> _Supplied passage_:
*** Begin section ***

Elucidation of the vagal pathway to the spleen was initially challenging because autonomic input to the spleen is through the splenic nerve, which releases NE rather than ACh. Additional studies found that splenic neurectomy abolishes the effects of VNS, suggesting that the vagus nerve innervates the spleen by first synapsing with the splenic nerve in the celiac ganglion ( ). Cervical VNS causes release of NE in the spleen, which then modulates a specific subset of T lymphocytes containing choline acetyltransferase (ChAT) ( ). Absence of these cells through genetic knockout abolishes antiinflammatory vagus nerve signaling ( ). Finally, ACh from these ChAT-positive T cells downregulates cytokine-producing tissue macrophages in the spleen by binding to the α7 nicotinic acetylcholine receptor subunits on their cell surface ( ). As such, mice genetically deficient in α7 no longer respond to electrical VNS ( ).
While studying the inflammatory reflex, it became clear that an effective and proportional innate immune response is tantamount to survival. We reasoned, however, that uncontrolled inflammation is likely not the most immediate threat to life after injury. The most important initial priority after injury is achieving hemostasis. Uncontrolled bleeding from a major blood vessel can kill on the order of seconds to minutes. In comparison, the earliest and most robust proinflammatory cytokine responses, such as tumor necrosis factor (TNF) production, do not peak for an hour or longer following infection or injury. The body’s response to tissue injury reflects this priority, as the first cells to arrive at a wound are platelets, not neutrophils.
The substantial risks of traumatic hemorrhage are also reflected epidemiologically. Currently, the most common preventable cause of death following trauma is uncontrolled bleeding. This sobering statistic is amplified further by the notion that trauma is the third leading cause of death annually in the United States. In contrast to other leading causes of mortality that afflict older individuals, including heart disease, cancer and stroke, trauma is the most common cause of death of children and adults under the age of 45. Not surprisingly, the economic burden to society of losing individuals before or during their prime of age is astronomical.
Similar to these civilian statistics, trauma deaths in the military are also disproportionally caused by uncontrolled bleeding. Advances in fluid and blood product resuscitation are undoubtedly helping to improve overall outcomes from massive hemorrhage ( ). Nevertheless, noncompressible hemorrhage from penetrating torso injuries remains the most common preventable cause of death in this arena. Extremity hemorrhage also causes significant morbidity and mortality, although it is somewhat less problematic to treat in the field due to the use of tourniquets. This approach could still benefit from innovation, as tourniquet use remains relatively unchanged from its origins in the fourth century BC during the time of Alexander the Great.

*** End section ***

> _Excerpted data_:

*** Begin section ***

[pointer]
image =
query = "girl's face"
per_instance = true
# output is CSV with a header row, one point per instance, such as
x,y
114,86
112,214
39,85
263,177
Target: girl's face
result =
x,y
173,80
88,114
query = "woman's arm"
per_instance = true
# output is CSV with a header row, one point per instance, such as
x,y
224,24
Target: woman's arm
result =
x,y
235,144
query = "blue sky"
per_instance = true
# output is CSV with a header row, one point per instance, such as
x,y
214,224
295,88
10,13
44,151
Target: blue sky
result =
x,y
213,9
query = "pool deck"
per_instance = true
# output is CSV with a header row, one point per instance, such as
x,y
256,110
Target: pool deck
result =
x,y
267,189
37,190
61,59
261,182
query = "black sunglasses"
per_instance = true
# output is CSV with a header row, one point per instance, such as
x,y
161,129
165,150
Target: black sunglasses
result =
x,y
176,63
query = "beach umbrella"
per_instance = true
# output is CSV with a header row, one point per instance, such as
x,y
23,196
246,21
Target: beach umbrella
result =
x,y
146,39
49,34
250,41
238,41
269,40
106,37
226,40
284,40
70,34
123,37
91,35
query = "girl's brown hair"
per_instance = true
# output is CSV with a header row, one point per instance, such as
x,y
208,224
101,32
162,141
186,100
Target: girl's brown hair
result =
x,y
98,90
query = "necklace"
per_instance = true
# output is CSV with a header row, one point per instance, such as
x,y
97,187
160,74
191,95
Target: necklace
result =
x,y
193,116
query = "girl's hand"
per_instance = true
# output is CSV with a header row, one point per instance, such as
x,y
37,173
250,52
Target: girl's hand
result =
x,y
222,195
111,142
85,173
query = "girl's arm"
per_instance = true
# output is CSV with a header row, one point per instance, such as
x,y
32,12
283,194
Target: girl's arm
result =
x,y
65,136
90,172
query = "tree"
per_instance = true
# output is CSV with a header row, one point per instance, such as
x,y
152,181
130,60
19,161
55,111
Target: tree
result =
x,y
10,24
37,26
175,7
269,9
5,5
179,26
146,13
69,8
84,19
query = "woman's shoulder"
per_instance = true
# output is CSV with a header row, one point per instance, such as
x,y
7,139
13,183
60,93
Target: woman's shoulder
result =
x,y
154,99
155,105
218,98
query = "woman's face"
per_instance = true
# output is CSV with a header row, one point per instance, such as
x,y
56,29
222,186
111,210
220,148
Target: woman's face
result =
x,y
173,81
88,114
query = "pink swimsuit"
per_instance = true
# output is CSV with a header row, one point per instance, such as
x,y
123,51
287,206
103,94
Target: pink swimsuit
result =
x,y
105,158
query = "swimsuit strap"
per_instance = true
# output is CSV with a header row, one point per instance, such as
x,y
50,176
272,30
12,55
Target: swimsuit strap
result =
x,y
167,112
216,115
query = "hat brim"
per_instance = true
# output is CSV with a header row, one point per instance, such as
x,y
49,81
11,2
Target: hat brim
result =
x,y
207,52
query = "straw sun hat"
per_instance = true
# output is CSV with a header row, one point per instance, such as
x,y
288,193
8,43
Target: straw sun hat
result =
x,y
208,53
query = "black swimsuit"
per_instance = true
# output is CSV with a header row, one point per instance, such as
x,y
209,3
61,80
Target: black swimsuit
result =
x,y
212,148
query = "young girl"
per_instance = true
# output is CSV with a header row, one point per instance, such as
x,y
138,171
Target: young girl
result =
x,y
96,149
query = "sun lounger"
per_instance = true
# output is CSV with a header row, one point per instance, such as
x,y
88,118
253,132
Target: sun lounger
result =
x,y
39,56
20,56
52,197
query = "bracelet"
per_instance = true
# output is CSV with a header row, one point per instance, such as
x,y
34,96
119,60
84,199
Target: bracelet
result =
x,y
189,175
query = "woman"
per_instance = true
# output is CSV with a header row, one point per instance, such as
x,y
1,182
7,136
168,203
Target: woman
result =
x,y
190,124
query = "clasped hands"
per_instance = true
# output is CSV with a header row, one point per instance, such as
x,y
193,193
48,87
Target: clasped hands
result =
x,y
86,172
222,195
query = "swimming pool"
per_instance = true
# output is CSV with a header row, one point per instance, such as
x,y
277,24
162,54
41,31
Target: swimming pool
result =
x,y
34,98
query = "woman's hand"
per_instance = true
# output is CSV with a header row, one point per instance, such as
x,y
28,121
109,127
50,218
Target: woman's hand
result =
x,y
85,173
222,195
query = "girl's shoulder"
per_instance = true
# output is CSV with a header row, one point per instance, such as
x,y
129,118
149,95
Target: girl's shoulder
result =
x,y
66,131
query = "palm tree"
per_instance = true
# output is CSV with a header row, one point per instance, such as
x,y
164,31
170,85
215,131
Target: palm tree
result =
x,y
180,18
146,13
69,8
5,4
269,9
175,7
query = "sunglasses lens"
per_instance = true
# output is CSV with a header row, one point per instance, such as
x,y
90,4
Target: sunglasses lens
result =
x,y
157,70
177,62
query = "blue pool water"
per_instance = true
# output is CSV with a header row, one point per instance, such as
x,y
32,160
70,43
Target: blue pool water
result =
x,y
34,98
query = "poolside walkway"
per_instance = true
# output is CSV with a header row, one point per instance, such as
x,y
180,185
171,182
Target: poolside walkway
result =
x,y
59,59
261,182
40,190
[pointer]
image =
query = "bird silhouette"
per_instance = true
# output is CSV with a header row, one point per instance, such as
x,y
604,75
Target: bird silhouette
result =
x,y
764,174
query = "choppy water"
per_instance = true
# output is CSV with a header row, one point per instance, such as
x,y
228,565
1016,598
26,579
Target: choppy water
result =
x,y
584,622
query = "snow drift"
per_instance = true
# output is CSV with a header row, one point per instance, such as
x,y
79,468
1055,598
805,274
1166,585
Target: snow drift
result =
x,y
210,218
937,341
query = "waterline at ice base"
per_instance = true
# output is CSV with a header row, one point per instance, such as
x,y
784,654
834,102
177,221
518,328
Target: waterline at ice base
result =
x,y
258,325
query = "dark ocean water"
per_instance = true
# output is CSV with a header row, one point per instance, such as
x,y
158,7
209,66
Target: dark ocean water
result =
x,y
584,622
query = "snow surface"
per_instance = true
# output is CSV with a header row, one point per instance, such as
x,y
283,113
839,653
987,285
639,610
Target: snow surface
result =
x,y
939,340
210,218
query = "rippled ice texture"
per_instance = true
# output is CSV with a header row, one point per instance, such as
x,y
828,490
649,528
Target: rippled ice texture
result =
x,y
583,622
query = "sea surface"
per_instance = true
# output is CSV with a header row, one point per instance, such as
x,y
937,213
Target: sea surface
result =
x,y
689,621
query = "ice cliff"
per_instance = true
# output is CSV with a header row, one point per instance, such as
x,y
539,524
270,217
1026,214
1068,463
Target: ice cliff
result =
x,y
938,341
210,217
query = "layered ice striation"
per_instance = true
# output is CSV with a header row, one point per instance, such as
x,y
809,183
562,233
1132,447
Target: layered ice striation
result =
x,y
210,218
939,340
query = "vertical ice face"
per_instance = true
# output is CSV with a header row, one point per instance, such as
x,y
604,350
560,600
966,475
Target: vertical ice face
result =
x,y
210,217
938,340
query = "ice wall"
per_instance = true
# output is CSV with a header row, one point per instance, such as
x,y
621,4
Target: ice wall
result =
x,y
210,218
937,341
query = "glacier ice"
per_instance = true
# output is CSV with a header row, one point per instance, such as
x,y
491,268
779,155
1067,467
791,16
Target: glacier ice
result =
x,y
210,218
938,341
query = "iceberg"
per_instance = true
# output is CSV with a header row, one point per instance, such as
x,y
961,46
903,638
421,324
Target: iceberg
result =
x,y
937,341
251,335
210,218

*** End section ***

> _Instructions to follow_:
Answer these questions from the text on the vagus nerve and bleeding after injury:
1. Which cells are the first to arrive at a wound?
2. Where does trauma rank among the leading causes of death each year in the United States?
3. To what period does the text trace the origins of tourniquet use?
The records come from a separate source unrelated to the text.

> _Task output_:
1. Platelets.
2. Third.
3. The fourth century BC, during the time of Alexander the Great.